Provided data
········
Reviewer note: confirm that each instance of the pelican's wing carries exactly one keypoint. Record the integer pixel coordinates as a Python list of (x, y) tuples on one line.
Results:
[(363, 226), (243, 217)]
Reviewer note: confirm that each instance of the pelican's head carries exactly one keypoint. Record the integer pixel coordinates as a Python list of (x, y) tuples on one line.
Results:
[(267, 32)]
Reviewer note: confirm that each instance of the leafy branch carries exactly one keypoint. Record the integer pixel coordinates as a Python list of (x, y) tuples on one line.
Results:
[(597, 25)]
········
Directions for this task
Reproduce every item above character for character.

Exercise solution
Reviewer note: confirm that each instance of the pelican's wing carries exactly one keypoint. Record the integer pixel coordinates as a Python list of (x, y) tuples on one line.
Results:
[(363, 226), (243, 217)]
Reviewer note: confirm that each instance of the pelican's head carries exactly one keypoint. Record the integer pixel coordinates as a Python list of (x, y) tuples on one line.
Results:
[(267, 32)]
Reviewer note: confirm that each instance of the leafy branch carries exactly one keypoint. Record the integer pixel coordinates as a Python list of (x, y) tuples on one line.
Results:
[(597, 25)]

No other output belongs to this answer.